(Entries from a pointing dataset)
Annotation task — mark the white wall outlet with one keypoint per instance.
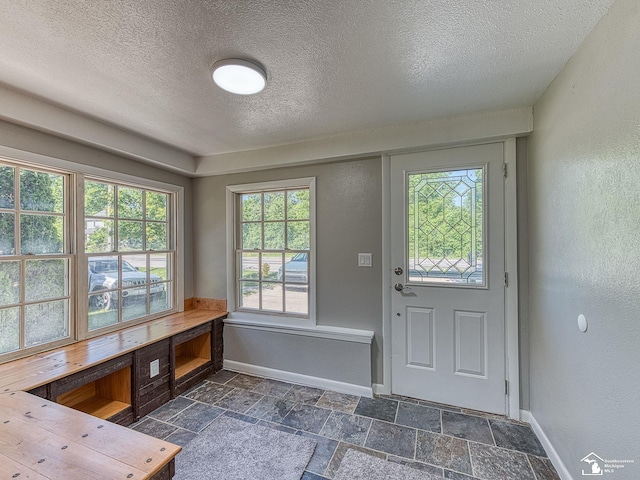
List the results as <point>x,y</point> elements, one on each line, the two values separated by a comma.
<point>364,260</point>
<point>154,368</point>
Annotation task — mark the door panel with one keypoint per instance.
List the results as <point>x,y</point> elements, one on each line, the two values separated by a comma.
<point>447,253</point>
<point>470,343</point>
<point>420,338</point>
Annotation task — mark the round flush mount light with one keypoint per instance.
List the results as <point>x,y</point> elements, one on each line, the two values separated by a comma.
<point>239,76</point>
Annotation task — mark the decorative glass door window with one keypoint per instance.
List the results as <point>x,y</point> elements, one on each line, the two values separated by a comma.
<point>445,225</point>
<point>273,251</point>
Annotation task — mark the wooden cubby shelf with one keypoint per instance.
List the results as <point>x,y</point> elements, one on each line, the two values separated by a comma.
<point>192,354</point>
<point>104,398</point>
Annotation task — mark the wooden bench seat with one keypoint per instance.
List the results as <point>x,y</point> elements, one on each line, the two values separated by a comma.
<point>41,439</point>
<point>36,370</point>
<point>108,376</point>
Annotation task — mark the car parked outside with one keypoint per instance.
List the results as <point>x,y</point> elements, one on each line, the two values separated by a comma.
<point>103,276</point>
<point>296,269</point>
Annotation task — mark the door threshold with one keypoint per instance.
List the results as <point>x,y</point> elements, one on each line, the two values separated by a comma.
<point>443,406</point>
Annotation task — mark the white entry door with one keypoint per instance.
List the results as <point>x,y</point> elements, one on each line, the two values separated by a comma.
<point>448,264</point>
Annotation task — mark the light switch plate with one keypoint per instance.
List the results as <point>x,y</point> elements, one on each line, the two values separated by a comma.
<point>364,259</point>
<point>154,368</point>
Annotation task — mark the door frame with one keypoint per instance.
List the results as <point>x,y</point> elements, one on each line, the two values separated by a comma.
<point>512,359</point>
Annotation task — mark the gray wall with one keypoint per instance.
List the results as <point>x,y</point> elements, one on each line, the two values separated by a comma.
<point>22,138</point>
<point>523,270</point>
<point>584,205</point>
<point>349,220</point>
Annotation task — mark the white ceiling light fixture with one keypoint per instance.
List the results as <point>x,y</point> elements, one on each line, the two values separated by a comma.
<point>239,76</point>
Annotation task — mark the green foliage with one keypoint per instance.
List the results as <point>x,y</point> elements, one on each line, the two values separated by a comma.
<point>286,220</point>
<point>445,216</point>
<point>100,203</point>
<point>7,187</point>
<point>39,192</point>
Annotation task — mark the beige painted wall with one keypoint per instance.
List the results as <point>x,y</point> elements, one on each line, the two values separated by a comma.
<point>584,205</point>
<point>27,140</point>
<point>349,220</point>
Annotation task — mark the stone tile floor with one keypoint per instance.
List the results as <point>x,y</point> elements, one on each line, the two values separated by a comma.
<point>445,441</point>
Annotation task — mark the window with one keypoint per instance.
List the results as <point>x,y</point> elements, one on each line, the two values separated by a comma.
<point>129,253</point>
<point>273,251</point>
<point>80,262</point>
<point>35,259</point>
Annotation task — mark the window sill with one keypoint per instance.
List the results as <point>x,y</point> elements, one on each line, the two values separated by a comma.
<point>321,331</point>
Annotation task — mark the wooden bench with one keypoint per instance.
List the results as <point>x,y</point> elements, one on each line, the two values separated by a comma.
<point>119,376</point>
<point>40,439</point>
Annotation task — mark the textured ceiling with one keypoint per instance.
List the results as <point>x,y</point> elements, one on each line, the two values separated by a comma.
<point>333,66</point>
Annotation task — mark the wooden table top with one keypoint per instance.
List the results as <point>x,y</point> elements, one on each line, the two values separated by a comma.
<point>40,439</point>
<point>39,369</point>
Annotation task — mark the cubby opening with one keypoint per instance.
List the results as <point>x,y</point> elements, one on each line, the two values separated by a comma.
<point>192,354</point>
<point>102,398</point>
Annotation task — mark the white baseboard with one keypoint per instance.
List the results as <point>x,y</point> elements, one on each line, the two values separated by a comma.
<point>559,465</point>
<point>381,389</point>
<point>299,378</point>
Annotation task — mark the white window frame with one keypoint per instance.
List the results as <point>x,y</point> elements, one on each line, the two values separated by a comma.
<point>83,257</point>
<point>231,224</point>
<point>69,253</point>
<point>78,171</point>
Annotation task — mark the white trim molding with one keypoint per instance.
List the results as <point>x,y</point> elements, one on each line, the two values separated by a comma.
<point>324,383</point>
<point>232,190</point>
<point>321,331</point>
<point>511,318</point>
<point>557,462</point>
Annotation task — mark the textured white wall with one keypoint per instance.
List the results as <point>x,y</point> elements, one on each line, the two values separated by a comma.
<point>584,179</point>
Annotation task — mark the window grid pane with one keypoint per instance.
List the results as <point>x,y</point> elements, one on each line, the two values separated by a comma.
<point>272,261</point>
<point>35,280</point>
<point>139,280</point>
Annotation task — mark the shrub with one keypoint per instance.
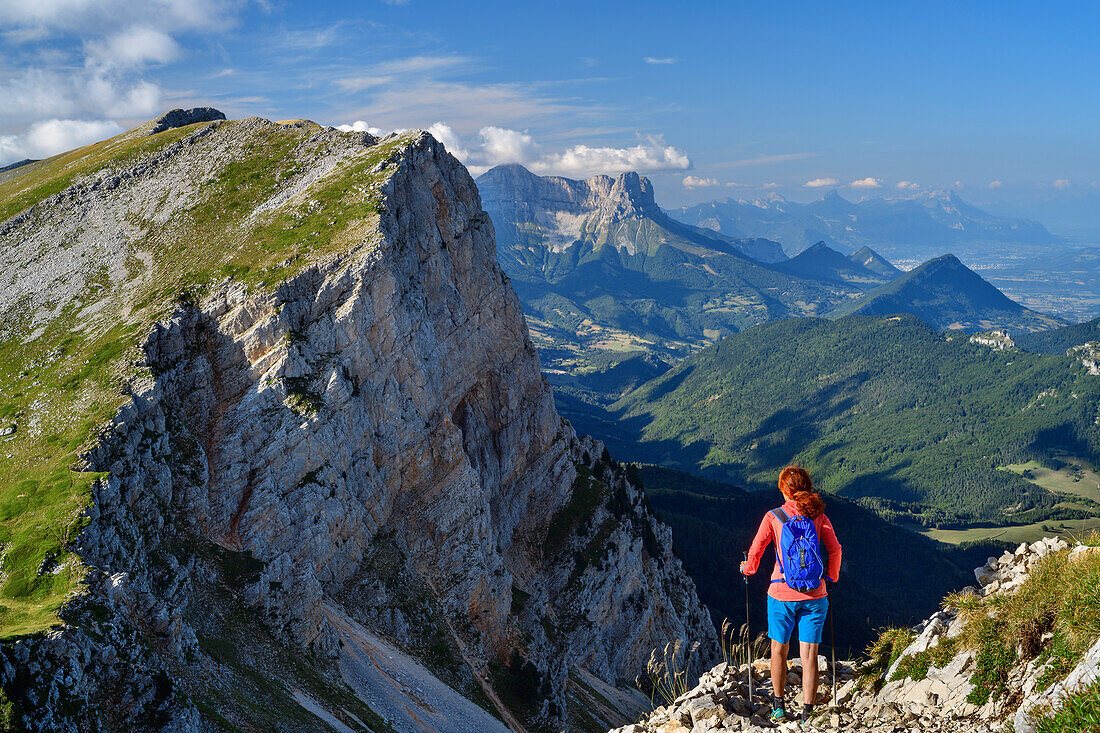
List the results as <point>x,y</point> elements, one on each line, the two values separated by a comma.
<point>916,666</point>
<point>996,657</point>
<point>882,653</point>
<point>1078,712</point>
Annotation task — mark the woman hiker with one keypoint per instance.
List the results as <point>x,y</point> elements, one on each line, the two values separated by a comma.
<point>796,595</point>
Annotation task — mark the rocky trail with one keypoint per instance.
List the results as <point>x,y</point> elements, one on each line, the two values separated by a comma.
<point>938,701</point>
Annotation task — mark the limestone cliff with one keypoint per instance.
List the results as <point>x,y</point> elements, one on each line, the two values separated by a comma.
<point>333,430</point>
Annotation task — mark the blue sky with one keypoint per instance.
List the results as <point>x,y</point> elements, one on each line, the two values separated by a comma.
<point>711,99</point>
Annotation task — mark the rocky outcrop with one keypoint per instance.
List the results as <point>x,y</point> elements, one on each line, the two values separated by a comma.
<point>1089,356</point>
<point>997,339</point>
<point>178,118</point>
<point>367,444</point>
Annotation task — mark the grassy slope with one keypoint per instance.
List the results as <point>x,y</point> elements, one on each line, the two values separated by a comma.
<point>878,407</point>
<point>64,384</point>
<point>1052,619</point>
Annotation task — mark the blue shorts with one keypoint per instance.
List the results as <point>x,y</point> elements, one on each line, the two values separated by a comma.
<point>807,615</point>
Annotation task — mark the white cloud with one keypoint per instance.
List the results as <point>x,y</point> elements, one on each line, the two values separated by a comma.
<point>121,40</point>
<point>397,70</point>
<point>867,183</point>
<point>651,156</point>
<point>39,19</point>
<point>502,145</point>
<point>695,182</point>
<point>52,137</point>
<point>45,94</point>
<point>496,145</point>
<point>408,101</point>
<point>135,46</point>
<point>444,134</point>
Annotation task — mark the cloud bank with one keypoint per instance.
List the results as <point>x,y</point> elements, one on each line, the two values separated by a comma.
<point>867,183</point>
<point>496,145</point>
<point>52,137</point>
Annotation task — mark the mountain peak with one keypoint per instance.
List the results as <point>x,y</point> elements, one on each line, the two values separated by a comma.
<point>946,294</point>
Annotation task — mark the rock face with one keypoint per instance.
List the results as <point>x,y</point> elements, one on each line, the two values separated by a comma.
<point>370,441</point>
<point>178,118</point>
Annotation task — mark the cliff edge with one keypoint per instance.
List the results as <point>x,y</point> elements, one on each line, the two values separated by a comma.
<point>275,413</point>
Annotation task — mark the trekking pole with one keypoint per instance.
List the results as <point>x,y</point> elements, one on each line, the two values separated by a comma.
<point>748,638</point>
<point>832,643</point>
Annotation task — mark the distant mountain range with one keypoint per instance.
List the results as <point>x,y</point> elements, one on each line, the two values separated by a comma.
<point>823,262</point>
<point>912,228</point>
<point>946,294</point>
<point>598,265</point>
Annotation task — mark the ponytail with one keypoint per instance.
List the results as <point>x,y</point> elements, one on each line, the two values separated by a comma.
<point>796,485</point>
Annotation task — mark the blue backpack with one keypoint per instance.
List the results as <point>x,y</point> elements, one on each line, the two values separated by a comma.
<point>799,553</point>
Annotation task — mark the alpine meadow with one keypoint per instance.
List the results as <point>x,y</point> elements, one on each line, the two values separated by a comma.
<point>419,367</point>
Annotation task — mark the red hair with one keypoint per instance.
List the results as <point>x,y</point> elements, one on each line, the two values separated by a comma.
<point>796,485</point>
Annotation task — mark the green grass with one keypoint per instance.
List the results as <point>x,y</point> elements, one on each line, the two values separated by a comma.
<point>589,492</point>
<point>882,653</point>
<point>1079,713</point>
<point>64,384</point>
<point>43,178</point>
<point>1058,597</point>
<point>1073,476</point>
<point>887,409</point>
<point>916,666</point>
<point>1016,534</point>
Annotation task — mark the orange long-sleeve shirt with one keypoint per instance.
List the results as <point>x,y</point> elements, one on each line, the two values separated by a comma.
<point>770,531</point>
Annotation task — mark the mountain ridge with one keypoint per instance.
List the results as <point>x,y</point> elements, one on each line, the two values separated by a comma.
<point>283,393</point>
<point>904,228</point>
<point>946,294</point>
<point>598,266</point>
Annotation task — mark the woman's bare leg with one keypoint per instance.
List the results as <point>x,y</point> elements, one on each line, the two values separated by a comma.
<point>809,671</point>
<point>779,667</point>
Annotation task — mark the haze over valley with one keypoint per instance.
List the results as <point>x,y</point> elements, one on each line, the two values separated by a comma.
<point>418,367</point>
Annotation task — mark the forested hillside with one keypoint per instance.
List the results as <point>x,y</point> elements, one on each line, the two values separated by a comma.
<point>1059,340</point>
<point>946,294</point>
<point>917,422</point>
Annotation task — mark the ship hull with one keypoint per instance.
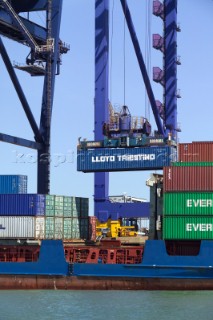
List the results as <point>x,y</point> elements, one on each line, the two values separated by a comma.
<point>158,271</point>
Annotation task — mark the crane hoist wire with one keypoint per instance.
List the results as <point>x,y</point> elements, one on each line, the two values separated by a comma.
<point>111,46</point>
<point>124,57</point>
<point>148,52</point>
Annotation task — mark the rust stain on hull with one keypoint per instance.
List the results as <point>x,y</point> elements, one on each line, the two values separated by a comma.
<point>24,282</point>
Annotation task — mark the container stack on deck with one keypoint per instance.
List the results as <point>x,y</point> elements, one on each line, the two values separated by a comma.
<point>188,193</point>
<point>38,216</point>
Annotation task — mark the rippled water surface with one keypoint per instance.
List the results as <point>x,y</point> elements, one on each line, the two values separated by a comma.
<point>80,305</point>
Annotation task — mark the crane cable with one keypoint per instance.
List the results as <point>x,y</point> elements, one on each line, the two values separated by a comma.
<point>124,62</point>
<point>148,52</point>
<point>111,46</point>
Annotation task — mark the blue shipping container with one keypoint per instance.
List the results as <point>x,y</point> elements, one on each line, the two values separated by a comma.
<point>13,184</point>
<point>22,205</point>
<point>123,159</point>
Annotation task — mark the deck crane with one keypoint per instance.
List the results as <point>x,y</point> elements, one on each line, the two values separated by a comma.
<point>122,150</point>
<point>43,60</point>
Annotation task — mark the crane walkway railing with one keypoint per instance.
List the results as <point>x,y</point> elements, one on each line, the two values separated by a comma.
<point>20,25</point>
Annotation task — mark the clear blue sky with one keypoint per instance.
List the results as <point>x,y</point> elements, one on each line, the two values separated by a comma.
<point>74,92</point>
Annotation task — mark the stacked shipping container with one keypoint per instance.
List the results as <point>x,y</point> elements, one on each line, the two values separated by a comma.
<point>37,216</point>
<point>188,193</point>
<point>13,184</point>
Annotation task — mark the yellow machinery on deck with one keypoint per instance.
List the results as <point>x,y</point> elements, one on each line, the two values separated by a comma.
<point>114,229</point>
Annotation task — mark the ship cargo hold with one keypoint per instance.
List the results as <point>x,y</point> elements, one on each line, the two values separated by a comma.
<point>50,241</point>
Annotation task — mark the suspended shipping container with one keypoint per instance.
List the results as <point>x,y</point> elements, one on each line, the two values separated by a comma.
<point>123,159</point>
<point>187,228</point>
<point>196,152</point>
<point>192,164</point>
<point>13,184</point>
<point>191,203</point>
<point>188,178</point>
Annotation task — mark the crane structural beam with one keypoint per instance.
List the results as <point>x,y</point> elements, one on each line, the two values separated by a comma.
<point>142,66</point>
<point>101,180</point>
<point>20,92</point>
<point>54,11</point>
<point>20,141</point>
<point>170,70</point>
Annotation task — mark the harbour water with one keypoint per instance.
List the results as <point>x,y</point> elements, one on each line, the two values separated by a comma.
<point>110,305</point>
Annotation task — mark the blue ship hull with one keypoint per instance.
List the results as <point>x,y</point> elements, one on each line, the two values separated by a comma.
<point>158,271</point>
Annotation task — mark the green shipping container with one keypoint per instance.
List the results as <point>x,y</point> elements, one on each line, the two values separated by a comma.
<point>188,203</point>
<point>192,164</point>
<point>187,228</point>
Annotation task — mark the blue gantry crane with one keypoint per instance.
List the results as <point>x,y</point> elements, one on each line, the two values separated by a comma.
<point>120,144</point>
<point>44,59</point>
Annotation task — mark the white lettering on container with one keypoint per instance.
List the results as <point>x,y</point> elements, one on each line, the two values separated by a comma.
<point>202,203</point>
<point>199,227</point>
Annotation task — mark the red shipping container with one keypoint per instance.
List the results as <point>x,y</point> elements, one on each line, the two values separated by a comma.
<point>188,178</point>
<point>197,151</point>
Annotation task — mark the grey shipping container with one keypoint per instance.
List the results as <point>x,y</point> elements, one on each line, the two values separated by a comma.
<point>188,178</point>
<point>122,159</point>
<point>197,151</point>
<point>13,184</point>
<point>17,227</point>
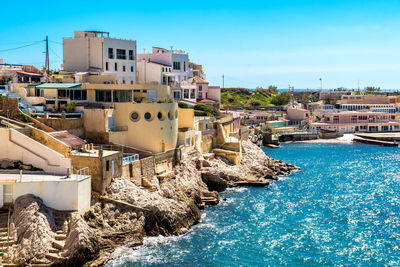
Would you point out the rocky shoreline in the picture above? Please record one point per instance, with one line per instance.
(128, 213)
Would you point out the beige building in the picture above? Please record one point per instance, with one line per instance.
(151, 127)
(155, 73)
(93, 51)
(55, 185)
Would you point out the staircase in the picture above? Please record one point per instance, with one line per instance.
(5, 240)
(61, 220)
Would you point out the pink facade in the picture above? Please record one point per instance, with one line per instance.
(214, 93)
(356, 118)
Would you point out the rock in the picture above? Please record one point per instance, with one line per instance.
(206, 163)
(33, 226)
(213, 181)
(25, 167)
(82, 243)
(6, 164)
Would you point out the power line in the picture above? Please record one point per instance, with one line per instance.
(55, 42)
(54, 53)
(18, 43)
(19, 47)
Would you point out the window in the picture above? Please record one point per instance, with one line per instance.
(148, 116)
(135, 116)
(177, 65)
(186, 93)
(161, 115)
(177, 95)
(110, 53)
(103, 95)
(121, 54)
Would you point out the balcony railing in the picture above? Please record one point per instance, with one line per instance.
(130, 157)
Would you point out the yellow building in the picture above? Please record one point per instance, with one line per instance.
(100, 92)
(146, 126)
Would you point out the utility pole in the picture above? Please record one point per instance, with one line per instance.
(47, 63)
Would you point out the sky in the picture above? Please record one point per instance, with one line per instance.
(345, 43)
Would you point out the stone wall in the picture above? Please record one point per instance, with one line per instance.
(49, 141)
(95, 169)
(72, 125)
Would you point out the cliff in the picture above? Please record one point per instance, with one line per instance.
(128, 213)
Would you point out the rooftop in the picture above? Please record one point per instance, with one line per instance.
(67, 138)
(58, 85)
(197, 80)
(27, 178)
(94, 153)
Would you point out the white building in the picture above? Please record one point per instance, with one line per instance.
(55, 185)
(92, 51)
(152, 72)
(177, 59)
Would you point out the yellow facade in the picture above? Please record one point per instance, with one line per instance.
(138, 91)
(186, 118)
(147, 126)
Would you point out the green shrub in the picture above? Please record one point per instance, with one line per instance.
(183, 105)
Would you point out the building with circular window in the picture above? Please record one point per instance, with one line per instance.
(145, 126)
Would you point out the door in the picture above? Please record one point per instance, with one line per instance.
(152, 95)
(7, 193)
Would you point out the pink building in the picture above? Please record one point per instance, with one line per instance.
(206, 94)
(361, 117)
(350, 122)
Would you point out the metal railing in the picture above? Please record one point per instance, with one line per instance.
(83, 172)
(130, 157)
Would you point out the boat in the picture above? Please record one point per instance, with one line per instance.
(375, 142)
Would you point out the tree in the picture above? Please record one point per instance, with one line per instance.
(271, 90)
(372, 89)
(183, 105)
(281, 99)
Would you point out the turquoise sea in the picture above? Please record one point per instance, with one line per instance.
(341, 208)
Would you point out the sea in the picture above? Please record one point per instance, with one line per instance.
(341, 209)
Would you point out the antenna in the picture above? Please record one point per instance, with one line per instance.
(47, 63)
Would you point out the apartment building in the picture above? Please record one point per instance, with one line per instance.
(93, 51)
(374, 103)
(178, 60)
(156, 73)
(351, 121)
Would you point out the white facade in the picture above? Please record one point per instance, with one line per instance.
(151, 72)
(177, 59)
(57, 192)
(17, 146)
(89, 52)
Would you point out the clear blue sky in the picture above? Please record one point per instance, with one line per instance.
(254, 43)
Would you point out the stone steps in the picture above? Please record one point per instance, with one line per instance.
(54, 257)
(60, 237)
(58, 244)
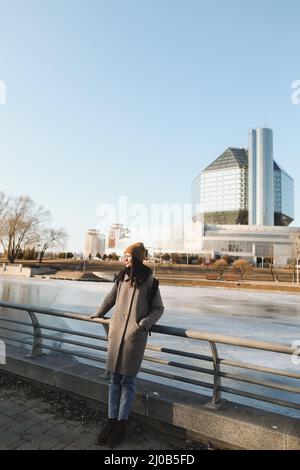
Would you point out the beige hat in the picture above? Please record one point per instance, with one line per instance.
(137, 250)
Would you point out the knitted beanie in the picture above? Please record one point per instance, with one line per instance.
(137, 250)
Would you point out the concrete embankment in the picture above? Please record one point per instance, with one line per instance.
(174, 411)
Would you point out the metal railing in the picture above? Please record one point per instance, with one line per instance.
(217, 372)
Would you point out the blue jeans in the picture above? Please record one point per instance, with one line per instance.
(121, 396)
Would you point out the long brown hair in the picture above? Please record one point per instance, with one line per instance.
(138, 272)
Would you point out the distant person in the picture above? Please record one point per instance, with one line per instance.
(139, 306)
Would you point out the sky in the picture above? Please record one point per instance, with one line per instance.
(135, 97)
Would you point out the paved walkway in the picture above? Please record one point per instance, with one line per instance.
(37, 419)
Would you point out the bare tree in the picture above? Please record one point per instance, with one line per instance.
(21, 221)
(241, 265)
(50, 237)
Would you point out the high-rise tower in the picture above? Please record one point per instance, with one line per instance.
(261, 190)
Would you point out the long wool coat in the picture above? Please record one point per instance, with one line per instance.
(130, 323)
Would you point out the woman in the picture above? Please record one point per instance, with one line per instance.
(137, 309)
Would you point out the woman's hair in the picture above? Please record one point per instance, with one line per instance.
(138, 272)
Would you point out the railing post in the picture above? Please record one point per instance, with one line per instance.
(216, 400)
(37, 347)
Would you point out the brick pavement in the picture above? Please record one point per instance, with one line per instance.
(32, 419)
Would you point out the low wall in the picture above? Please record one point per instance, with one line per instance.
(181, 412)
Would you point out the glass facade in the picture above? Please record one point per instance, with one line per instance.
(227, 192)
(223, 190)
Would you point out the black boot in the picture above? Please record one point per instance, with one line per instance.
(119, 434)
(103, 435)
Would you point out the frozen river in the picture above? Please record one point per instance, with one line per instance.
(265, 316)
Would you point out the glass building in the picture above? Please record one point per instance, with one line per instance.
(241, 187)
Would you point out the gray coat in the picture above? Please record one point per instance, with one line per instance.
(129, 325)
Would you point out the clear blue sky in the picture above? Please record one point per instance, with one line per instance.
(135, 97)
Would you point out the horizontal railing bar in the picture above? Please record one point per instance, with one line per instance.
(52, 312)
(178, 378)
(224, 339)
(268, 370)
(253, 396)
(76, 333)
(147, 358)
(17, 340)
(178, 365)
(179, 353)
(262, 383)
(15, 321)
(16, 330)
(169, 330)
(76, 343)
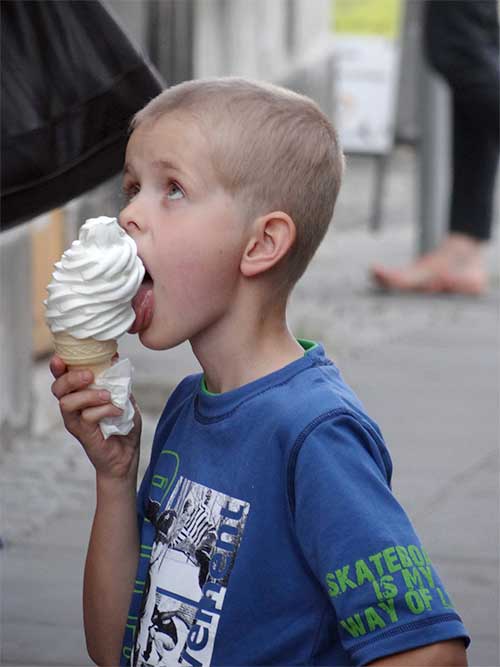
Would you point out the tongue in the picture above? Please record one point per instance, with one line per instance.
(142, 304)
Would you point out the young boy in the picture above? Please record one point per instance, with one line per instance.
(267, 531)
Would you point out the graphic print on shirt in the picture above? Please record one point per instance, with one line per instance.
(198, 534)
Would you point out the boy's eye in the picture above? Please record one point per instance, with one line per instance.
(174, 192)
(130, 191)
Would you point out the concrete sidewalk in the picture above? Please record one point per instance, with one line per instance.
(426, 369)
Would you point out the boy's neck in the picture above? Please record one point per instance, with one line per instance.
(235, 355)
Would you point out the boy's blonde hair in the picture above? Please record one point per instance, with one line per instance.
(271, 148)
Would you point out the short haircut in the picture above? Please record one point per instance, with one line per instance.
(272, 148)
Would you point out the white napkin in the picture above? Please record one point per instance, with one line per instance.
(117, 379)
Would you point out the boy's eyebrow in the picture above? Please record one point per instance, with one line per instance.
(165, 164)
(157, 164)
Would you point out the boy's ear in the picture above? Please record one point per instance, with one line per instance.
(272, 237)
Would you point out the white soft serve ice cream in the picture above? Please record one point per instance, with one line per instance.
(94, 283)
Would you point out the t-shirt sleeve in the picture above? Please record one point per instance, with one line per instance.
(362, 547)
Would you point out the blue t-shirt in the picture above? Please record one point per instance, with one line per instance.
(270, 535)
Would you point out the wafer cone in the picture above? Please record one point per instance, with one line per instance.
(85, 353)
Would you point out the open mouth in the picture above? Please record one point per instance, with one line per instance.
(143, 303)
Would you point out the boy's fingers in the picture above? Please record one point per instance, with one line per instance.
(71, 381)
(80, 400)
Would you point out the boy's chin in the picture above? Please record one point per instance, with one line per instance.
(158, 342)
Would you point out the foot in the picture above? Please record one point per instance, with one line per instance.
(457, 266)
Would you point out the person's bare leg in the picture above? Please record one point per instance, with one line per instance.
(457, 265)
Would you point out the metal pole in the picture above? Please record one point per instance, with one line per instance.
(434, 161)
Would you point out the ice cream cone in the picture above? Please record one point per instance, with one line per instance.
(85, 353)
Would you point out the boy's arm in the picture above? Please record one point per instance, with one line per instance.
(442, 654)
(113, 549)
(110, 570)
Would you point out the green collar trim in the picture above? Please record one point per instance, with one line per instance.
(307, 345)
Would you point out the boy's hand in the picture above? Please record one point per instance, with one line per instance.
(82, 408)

[EXERCISE TASK]:
Emit verbatim the lines running from the one with "Would you point out the boy's chin" through the last line of the data, both endpoints inclusive.

[ANSWER TO THE TASK]:
Would you point out the boy's chin in the picture above? Please record one point per instance, with one line per instance.
(158, 342)
Would you point out the foot in the picture above? Please record one point per instance, with one line per instance.
(457, 266)
Would you point out the person's bare leg in the picture above? Please record one point per instance, with one line per instance.
(457, 265)
Would you point out the metal pole in the picture above? Please record one point per instance, with one line per instance.
(434, 161)
Would you point out the ice cream cone in the picture above? Please record one point per instance, with one line per instance.
(85, 353)
Would you point out the boy's arm in the picture above? Please record one point per instance, with one line per instance.
(442, 654)
(113, 549)
(110, 570)
Would you point out the green collar trim in the picture above? Please record one point per instance, with one line per instance.
(307, 345)
Would you point out the boy's hand in the picture above? Please record one point per instance, with one line per instance.
(82, 408)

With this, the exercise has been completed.